Supplied records
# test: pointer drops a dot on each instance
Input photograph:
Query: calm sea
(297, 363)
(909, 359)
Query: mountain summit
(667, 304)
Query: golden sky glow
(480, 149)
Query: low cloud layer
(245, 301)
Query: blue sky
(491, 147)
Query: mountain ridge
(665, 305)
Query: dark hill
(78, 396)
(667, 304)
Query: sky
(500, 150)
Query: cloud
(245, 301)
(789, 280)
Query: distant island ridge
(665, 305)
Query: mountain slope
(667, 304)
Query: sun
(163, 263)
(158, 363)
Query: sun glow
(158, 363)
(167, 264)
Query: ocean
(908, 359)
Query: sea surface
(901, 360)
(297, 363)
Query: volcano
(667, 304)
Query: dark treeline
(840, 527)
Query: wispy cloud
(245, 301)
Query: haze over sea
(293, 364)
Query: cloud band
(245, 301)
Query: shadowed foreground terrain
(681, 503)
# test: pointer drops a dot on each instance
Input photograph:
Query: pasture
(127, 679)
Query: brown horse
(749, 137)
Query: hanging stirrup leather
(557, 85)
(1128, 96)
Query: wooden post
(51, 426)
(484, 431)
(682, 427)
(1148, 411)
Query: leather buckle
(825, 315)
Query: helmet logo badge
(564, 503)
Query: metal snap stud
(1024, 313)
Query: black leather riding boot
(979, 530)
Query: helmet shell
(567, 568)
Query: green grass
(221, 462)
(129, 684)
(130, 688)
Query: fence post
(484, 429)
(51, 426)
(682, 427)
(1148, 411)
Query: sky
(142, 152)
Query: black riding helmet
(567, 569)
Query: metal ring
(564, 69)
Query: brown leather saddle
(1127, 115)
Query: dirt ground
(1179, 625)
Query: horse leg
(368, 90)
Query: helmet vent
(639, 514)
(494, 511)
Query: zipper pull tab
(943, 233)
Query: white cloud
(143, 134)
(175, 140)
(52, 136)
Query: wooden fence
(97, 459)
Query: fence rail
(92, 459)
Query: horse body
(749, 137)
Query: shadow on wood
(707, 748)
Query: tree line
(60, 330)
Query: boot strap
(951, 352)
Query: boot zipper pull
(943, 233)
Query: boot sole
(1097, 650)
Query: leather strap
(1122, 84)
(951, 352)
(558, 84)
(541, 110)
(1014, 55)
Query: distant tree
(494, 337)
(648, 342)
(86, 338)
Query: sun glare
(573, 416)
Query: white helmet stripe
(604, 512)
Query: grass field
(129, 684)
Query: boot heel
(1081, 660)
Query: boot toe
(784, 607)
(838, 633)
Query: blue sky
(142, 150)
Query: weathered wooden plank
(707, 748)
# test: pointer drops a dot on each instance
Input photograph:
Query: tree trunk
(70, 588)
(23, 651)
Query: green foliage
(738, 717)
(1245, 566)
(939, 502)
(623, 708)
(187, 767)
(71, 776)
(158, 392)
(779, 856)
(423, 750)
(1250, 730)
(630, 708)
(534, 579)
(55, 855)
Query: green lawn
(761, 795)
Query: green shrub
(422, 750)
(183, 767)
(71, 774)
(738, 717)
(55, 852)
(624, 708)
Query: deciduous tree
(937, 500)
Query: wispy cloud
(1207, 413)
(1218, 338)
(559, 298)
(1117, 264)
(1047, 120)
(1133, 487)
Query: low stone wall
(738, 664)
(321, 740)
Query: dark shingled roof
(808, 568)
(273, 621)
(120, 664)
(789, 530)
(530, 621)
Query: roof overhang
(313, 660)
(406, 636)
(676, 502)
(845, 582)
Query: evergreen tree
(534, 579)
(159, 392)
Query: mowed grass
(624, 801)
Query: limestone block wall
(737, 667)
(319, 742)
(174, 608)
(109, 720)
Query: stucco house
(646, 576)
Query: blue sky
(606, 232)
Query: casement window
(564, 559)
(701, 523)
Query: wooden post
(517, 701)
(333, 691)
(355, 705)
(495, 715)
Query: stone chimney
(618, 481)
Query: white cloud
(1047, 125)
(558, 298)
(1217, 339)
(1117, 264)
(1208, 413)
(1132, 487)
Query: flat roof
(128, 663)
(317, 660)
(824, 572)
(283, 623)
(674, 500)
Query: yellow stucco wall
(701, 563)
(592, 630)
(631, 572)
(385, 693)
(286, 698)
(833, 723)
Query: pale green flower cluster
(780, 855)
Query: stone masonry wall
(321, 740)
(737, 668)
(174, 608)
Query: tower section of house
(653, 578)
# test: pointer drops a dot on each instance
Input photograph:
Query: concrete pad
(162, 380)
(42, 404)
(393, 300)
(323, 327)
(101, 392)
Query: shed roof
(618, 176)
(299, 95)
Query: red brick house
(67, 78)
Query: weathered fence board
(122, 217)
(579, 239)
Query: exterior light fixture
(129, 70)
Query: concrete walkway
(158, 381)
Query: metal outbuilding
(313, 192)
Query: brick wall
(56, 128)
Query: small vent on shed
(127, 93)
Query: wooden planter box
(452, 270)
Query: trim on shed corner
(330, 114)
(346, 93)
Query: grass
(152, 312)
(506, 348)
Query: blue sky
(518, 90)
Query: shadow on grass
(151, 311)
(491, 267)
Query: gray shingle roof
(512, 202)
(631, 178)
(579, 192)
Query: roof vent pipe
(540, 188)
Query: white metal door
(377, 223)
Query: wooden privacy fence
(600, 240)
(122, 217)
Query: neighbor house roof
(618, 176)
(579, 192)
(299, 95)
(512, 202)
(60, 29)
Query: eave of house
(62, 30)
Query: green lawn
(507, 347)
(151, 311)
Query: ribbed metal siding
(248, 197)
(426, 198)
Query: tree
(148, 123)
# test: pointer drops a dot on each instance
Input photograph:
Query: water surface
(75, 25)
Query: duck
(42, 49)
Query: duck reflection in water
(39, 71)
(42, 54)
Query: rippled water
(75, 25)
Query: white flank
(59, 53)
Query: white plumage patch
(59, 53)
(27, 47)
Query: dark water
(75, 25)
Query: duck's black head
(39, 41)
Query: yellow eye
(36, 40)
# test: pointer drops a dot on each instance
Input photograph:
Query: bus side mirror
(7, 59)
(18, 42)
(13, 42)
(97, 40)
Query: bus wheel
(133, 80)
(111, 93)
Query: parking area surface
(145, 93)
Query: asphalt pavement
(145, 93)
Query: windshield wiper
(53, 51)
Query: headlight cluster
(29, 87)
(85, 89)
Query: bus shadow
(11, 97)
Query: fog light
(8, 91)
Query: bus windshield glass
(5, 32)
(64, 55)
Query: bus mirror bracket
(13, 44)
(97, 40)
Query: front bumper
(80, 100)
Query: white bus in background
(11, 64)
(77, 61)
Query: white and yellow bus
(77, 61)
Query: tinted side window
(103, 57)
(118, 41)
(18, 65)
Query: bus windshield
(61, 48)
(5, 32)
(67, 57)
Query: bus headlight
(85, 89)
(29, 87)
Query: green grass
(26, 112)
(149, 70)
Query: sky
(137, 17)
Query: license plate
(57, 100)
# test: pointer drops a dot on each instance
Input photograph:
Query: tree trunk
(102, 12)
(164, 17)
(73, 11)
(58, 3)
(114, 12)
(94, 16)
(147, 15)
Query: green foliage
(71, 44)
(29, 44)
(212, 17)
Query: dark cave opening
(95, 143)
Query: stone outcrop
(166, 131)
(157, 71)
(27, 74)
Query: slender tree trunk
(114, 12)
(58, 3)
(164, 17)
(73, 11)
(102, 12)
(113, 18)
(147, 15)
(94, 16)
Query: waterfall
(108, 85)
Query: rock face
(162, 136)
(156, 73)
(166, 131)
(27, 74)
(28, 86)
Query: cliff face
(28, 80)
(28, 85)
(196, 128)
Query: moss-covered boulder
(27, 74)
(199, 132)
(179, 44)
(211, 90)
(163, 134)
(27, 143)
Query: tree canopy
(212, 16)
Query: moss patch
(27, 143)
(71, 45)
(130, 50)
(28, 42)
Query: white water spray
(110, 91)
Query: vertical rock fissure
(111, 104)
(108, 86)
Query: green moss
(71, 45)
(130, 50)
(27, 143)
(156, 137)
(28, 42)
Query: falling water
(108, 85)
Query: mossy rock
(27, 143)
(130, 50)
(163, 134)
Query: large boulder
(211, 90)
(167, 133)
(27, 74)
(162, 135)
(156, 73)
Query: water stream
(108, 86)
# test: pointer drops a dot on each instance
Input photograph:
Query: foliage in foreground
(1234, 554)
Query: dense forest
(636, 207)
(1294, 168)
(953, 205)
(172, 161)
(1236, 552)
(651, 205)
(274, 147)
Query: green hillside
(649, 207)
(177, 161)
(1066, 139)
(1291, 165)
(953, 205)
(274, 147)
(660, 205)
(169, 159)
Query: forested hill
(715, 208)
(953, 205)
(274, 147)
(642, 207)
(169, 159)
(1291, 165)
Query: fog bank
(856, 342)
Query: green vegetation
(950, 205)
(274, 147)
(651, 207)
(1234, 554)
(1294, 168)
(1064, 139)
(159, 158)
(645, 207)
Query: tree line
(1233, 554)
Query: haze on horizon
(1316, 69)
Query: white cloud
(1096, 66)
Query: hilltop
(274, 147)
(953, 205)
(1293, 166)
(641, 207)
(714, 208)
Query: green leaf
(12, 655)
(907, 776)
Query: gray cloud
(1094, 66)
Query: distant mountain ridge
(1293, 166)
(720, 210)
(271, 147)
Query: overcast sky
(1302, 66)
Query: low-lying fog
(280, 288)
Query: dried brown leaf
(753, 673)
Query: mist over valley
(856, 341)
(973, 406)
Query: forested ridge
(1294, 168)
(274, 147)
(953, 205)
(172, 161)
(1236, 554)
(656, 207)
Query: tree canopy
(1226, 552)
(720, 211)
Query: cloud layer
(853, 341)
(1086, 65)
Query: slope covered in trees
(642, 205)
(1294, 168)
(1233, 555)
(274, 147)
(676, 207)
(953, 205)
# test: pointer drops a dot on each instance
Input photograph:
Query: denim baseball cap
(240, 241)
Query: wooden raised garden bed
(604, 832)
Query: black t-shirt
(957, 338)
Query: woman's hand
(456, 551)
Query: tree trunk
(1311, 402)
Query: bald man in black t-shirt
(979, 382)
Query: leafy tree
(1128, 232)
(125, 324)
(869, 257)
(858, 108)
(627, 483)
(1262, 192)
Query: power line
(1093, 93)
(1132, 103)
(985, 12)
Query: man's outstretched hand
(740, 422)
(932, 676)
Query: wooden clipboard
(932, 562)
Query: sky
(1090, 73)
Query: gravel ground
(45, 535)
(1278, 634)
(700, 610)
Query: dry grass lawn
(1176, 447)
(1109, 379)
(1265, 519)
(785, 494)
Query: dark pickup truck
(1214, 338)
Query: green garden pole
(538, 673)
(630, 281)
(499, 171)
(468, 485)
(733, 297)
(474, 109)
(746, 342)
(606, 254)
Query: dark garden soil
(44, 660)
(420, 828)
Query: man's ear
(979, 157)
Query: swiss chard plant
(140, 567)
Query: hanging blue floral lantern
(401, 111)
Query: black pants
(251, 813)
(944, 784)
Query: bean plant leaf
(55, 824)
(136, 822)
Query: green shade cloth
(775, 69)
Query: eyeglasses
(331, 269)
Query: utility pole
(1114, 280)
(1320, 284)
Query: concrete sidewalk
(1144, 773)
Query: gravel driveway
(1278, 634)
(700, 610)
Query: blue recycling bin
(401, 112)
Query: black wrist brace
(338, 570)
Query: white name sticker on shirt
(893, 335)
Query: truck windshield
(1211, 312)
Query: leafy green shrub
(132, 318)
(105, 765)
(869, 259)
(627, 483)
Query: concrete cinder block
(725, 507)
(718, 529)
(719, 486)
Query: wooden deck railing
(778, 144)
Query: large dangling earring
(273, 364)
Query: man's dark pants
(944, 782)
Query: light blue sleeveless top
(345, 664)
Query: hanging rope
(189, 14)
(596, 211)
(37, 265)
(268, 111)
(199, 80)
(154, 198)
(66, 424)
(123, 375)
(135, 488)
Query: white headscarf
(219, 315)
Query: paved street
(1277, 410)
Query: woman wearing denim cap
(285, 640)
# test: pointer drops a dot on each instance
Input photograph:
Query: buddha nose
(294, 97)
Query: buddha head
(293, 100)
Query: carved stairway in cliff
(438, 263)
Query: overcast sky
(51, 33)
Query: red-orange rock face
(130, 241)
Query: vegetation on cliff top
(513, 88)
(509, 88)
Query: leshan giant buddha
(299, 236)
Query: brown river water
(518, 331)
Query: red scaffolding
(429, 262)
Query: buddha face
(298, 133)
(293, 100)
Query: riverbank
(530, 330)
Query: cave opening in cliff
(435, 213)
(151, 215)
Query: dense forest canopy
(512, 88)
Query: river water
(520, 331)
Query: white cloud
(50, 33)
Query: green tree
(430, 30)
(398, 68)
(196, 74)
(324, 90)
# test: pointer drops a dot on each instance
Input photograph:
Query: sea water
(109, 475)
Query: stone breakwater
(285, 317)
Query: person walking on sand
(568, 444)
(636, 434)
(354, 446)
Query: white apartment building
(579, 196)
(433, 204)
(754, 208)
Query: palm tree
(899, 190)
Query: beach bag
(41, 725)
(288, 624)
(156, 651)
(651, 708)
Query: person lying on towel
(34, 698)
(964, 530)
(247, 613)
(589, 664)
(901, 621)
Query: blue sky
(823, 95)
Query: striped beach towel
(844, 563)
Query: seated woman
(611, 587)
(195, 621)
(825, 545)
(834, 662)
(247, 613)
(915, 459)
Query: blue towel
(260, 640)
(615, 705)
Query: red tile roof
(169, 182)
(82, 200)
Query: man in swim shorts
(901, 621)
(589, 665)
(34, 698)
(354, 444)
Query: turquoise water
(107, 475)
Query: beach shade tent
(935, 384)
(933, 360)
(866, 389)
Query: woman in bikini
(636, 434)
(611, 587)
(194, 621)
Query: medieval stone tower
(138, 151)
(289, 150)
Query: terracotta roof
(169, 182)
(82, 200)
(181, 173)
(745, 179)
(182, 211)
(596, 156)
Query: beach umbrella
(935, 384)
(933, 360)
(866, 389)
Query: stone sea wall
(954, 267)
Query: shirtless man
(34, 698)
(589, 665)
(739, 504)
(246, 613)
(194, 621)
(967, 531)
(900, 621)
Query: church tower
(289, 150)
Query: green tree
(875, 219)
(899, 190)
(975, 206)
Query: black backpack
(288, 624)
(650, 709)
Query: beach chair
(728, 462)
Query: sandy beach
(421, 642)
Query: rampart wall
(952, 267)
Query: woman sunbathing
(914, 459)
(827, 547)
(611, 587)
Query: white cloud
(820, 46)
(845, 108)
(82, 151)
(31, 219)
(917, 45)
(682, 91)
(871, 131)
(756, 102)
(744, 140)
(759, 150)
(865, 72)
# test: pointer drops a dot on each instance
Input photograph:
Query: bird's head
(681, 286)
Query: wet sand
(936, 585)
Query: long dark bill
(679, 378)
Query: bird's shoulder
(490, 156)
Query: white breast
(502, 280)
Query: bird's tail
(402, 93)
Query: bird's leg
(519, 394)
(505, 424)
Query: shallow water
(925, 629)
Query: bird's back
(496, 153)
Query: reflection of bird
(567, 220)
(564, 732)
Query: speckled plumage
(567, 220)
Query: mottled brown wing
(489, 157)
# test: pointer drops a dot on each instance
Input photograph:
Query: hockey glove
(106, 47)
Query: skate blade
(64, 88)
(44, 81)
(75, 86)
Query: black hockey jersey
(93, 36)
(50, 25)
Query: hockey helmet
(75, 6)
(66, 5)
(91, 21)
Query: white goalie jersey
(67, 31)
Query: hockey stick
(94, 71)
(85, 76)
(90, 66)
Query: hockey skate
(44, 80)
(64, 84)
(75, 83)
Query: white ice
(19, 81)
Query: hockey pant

Exercise prompt
Begin with the line that contains "Query: stone sea wall" and quote each line after it exactly, stopping after the last line of the data.

Response
Query: stone sea wall
(954, 267)
Query: shirtless man
(34, 698)
(589, 665)
(739, 504)
(246, 613)
(194, 621)
(967, 531)
(900, 621)
Query: church tower
(289, 150)
Query: green tree
(875, 219)
(899, 190)
(975, 206)
Query: black backpack
(288, 624)
(650, 709)
Query: beach chair
(728, 462)
Query: sandy beach
(421, 642)
Query: rampart wall
(952, 267)
Query: woman sunbathing
(914, 459)
(827, 547)
(611, 587)
Query: white cloud
(820, 46)
(845, 108)
(82, 151)
(31, 219)
(917, 45)
(682, 91)
(871, 131)
(756, 102)
(744, 140)
(759, 150)
(865, 72)
# test: pointer drops a dot on each instance
Input photograph:
Query: bird's head
(681, 286)
Query: wet sand
(936, 585)
Query: long dark bill
(679, 378)
Query: bird's shoulder
(490, 156)
Query: white breast
(502, 280)
Query: bird's tail
(402, 93)
Query: bird's leg
(519, 394)
(505, 424)
Query: shallow water
(925, 629)
Query: bird's back
(496, 153)
Query: reflection of bird
(567, 220)
(564, 732)
Query: speckled plumage
(567, 220)
Query: mottled brown wing
(489, 157)
# test: pointer drops a dot on each instance
Input photograph:
Query: hockey glove
(106, 47)
Query: skate blade
(64, 88)
(44, 81)
(75, 86)
Query: black hockey jersey
(93, 36)
(50, 25)
Query: hockey helmet
(75, 6)
(66, 5)
(91, 21)
Query: white goalie jersey
(67, 31)
Query: hockey stick
(94, 71)
(85, 76)
(90, 66)
Query: hockey skate
(44, 80)
(64, 84)
(75, 83)
Query: white ice
(19, 81)
Query: hockey pant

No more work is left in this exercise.